* _Data for processing_
******

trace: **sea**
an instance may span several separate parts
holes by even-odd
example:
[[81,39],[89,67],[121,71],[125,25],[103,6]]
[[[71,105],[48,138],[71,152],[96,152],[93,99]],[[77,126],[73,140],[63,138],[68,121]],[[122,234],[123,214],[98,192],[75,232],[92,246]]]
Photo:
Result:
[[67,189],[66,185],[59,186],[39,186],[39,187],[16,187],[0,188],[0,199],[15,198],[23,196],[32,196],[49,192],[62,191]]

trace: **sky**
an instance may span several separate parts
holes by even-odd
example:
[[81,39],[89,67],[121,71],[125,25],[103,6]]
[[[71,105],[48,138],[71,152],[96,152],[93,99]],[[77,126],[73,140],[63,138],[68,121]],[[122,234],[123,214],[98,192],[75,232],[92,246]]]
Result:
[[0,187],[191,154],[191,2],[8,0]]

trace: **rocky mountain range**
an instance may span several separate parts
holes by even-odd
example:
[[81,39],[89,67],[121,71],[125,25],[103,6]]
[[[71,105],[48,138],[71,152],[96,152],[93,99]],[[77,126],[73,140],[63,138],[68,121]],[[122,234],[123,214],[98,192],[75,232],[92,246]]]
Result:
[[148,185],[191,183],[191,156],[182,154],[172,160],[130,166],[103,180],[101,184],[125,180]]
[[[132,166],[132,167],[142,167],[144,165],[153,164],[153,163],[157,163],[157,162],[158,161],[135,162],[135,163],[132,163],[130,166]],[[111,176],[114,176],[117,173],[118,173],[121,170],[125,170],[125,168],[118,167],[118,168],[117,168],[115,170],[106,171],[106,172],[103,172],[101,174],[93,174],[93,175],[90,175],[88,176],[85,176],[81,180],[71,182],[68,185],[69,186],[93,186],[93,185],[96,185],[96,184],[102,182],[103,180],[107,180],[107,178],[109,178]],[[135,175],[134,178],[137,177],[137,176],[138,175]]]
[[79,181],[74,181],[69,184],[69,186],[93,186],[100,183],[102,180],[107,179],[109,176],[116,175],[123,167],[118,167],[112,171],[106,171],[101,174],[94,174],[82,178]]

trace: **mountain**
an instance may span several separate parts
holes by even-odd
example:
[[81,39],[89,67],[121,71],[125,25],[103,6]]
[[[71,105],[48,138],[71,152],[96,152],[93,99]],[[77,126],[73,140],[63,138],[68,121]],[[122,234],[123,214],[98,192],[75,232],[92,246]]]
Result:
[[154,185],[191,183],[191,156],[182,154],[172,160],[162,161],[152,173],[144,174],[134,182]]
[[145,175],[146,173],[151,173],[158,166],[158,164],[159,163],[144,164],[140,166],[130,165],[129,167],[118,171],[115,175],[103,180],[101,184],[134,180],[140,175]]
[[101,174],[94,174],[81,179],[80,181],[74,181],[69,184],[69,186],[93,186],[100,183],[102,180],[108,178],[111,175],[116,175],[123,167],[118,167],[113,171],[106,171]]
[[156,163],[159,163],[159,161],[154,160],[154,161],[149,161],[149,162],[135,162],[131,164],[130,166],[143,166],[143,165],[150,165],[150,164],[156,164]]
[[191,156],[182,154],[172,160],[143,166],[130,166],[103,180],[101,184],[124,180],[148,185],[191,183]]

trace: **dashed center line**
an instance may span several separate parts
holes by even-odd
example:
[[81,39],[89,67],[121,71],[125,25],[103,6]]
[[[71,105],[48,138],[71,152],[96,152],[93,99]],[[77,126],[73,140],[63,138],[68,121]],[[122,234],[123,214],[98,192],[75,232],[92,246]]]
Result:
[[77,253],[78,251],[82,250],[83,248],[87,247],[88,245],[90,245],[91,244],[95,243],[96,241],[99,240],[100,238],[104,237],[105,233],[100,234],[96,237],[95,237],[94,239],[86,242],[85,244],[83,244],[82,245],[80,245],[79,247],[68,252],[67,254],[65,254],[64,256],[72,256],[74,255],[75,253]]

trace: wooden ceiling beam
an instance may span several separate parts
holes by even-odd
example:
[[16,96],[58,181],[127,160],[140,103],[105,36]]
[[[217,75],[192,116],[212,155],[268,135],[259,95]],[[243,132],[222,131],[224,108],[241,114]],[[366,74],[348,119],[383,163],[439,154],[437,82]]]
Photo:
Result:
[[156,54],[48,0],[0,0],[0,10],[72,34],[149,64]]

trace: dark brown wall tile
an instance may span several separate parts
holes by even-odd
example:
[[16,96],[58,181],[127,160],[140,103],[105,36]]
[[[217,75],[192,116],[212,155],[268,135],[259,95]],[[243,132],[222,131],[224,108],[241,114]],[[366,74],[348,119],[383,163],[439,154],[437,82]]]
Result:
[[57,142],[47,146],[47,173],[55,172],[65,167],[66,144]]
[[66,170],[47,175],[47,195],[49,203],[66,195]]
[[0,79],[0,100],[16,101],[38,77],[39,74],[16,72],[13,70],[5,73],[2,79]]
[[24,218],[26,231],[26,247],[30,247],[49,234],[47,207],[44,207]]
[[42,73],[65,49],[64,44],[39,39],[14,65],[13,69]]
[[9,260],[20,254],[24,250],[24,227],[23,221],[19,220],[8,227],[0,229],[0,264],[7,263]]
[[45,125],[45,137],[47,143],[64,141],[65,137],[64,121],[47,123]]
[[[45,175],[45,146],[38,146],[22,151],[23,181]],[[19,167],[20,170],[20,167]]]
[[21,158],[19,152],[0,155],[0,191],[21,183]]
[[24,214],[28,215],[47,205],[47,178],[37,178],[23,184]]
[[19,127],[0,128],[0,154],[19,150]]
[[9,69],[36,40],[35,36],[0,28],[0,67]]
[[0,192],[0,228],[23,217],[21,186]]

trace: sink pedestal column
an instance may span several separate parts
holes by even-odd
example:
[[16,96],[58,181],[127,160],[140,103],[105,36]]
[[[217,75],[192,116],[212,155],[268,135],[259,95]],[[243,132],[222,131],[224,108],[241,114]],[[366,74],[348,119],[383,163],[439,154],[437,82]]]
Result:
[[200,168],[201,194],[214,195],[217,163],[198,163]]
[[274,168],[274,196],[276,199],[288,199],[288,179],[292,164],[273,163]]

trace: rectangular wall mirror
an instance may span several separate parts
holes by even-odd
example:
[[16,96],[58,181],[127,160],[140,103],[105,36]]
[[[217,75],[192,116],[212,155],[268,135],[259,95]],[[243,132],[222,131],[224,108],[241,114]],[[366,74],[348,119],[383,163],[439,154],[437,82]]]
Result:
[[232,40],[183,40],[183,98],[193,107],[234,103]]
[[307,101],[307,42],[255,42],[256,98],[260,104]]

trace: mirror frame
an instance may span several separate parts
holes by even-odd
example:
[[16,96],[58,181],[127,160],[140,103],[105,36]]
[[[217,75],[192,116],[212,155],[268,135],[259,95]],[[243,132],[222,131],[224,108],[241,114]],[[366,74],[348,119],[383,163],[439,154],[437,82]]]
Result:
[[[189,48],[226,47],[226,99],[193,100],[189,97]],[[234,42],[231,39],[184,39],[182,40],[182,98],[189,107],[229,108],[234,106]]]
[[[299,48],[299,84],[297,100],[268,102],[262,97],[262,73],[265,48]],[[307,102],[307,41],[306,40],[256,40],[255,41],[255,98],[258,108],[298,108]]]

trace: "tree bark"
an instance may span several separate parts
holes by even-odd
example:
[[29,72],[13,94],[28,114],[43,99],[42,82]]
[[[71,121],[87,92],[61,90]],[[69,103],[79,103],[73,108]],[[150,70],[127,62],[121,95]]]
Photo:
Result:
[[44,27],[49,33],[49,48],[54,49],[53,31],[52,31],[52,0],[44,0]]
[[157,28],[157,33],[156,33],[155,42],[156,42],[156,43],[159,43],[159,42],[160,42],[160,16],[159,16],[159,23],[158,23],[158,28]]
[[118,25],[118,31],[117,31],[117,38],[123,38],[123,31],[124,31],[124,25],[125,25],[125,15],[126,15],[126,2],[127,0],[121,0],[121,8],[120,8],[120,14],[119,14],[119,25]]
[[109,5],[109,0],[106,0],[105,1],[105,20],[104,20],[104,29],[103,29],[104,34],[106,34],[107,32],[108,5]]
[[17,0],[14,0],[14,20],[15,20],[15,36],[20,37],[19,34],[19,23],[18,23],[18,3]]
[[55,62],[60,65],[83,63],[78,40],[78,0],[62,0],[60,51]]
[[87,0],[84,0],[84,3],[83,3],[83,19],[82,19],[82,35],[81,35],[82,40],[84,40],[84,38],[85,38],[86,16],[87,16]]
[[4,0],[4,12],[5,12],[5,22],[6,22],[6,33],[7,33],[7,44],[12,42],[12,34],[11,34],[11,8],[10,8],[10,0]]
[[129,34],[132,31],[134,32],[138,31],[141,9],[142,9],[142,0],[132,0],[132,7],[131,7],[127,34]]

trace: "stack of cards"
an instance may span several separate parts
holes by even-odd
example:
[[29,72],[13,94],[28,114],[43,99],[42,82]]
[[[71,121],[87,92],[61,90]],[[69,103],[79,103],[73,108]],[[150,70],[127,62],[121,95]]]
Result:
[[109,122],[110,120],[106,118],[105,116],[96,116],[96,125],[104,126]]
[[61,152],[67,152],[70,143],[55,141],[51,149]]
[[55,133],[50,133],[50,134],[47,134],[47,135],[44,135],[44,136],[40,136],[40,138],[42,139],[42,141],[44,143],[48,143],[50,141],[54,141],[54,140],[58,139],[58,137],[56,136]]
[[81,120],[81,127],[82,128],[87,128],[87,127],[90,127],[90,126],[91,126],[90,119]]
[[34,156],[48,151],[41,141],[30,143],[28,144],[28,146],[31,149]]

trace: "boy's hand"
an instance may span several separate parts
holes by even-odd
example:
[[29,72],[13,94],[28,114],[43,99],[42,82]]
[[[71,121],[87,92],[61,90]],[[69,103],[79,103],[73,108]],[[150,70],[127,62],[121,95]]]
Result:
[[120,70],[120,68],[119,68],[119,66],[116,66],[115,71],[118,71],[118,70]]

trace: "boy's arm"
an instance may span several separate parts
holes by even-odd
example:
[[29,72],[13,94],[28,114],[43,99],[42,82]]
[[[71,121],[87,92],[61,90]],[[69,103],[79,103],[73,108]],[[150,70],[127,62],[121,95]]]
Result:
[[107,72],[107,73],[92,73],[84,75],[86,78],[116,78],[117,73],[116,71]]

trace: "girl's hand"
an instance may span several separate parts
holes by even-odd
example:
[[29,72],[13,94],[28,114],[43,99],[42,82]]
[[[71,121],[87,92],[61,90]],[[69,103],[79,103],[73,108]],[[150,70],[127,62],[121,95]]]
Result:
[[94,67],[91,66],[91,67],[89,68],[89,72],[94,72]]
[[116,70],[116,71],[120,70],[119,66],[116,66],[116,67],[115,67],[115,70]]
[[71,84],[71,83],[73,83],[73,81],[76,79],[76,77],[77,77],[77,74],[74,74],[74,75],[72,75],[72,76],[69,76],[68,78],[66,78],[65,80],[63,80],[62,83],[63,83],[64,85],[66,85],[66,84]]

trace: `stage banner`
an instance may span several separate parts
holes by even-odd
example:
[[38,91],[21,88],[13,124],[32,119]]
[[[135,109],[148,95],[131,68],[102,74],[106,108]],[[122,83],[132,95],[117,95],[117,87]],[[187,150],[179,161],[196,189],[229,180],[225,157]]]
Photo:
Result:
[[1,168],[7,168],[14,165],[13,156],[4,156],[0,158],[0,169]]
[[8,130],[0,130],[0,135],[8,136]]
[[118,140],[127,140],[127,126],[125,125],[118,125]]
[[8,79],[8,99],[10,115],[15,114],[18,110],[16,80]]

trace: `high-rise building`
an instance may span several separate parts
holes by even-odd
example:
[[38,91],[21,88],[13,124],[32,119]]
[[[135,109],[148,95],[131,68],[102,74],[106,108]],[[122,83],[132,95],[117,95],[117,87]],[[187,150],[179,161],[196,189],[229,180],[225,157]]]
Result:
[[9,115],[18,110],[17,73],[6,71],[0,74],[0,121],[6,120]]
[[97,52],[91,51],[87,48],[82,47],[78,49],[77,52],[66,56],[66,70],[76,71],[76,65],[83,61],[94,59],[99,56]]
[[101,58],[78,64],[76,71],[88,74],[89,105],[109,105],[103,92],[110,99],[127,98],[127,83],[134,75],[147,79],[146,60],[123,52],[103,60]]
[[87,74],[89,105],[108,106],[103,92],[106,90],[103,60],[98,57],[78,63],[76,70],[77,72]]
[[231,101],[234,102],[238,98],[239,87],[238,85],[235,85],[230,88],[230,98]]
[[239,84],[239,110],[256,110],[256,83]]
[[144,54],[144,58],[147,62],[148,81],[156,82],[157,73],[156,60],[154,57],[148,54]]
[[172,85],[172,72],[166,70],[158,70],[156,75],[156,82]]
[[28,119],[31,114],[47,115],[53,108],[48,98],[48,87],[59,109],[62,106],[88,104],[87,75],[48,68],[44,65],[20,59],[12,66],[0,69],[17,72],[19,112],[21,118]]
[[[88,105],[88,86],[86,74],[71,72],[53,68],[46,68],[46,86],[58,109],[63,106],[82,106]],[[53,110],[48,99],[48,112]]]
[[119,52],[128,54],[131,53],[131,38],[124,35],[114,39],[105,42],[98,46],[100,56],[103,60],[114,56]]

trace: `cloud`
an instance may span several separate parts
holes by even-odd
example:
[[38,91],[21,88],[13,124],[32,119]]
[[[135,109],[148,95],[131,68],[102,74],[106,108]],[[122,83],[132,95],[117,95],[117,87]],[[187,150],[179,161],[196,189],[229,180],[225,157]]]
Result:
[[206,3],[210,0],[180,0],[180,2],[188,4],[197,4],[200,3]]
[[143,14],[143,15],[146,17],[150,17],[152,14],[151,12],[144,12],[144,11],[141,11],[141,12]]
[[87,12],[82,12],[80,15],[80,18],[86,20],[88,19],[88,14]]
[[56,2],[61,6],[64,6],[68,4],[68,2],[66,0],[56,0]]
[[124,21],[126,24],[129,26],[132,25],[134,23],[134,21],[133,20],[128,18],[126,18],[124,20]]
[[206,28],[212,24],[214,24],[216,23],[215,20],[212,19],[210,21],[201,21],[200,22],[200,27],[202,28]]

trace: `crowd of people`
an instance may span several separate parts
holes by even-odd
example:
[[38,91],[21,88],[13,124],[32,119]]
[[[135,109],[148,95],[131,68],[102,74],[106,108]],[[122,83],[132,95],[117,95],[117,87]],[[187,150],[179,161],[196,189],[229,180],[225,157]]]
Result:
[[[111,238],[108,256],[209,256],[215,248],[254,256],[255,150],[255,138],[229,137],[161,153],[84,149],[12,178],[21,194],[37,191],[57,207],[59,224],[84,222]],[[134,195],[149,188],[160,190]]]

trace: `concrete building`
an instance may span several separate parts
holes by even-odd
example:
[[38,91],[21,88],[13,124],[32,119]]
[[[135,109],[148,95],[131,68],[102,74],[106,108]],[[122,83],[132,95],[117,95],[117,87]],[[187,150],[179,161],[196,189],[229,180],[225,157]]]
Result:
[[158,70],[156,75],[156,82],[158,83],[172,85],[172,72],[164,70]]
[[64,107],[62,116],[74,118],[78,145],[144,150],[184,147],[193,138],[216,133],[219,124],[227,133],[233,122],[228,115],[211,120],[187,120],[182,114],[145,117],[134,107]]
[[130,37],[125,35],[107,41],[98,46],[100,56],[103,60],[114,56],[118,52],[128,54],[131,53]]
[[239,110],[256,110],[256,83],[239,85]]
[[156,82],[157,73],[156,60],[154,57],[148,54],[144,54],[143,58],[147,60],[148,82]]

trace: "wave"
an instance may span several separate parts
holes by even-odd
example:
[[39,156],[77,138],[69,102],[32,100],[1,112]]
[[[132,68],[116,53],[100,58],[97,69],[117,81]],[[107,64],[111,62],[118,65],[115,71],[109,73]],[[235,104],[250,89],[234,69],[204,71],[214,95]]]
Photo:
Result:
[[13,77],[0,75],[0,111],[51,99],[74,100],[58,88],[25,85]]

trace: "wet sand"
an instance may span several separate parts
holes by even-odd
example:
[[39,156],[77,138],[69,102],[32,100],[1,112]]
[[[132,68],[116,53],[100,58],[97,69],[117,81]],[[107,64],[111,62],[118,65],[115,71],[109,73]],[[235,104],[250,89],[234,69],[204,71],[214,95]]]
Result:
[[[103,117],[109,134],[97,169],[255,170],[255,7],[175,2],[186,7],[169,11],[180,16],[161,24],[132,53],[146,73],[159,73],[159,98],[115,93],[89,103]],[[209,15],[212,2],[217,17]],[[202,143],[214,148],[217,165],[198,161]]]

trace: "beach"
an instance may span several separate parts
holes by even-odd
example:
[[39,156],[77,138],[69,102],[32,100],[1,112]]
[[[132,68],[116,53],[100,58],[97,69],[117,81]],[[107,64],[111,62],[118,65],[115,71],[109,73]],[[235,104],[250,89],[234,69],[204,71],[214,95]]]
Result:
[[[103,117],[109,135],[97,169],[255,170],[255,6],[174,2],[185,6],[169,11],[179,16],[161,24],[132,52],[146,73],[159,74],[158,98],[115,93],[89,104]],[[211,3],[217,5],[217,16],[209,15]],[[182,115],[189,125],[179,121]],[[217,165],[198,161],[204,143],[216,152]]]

******

* _Requirement_
Copy the lines starting at the one containing "trace: wooden ceiling beam" and ending at the one containing "[[156,54],[48,0],[0,0],[0,10],[72,34],[149,64]]", reproducing each exactly as it appears.

* _Written solution_
trace: wooden ceiling beam
an instance may span several separate parts
holes by even-odd
example:
[[16,96],[58,181],[127,160],[140,103],[105,36]]
[[[217,75],[192,116],[212,155],[268,135],[259,95]],[[243,132],[222,131],[224,108],[241,114]],[[366,74],[348,119],[383,163],[439,154],[437,82]]]
Photo:
Result:
[[156,54],[48,0],[0,0],[0,10],[72,34],[149,64]]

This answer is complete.